══ Exercise input

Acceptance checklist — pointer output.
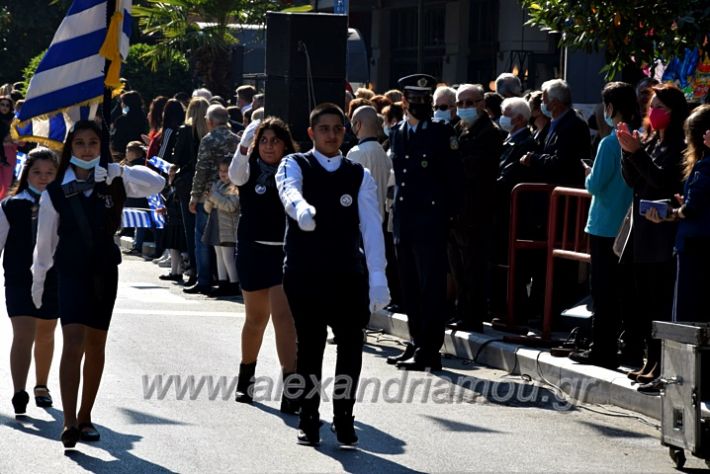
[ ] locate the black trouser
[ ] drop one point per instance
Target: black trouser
(606, 293)
(422, 272)
(469, 253)
(317, 301)
(653, 301)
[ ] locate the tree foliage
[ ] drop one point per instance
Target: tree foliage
(632, 32)
(172, 25)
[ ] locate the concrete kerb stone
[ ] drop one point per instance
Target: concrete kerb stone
(588, 384)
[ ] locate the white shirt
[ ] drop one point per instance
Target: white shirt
(138, 181)
(289, 181)
(373, 158)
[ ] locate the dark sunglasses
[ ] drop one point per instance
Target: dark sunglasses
(468, 103)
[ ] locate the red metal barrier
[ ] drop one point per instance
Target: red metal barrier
(576, 248)
(517, 244)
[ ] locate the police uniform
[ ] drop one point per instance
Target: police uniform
(425, 168)
(76, 227)
(325, 274)
(18, 231)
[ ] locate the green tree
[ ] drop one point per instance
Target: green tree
(632, 32)
(173, 26)
(26, 28)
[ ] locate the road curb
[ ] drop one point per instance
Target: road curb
(588, 384)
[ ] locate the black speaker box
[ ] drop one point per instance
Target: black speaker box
(290, 35)
(287, 99)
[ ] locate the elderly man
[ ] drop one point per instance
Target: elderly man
(445, 105)
(217, 144)
(508, 85)
(567, 142)
(480, 144)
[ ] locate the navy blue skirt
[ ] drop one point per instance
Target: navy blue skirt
(259, 266)
(18, 300)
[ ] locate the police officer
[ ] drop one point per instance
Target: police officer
(426, 167)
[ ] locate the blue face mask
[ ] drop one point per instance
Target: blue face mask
(85, 165)
(545, 111)
(468, 115)
(442, 116)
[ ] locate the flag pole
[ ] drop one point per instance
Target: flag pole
(106, 106)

════

Description of the task: The records above are to be retyped exactly, with every picture left out.

Finished task:
Acceptance checklist — pointer output.
[ ] locate the black trouser
[ ] drop one point per instance
Target: black trouser
(606, 293)
(422, 272)
(469, 253)
(317, 301)
(653, 301)
[ ] locate the tree foliage
[ ] drop one point per instance
Target: tree foliage
(632, 32)
(172, 25)
[ ] locate the concrete kerb stone
[ ] drop one point per instance
Target: concrete kerb stone
(588, 384)
[ ] locate the white shirt
[ ] drop one point per instance
Target: white shirt
(138, 181)
(289, 181)
(373, 158)
[ ] locate the dark sunglasses
[ ] drop one point per instance
Target: dark sunglasses
(468, 103)
[ ] locate the red metal barrier
[ ] drop one point per instance
Target: red metal barrier
(576, 248)
(517, 244)
[ ] locate the police uniform
[ ] drop one point per instance
Target: police uniform
(425, 168)
(76, 227)
(325, 274)
(18, 231)
[ ] locate the green tree
[ ] drop one point per instance
Target: green tree
(632, 32)
(173, 26)
(26, 28)
[ ] locate the road curb
[ ] drop one point per instance
Target: road curb
(588, 384)
[ ] locate the black speaker box
[ ] drop one point per instance
Target: black speaker box
(290, 35)
(287, 99)
[ ] locate the elderly man
[ ] drop one point per instance
Target: elderly man
(445, 105)
(217, 144)
(508, 85)
(567, 142)
(480, 144)
[ ] locate the navy blue skirt
[ ] drop one point per instance
Target: navy blue skirt
(259, 266)
(18, 300)
[ ] locate the police officer
[ ] drop one point per instance
Target: police officer
(426, 167)
[ ] locate the blue face mask
[ ] drop one point per instance
Target: blue face mask
(85, 165)
(545, 111)
(468, 115)
(442, 116)
[ ] locate the flag pole
[ ] drop one point per instance
Target: flag pole
(106, 106)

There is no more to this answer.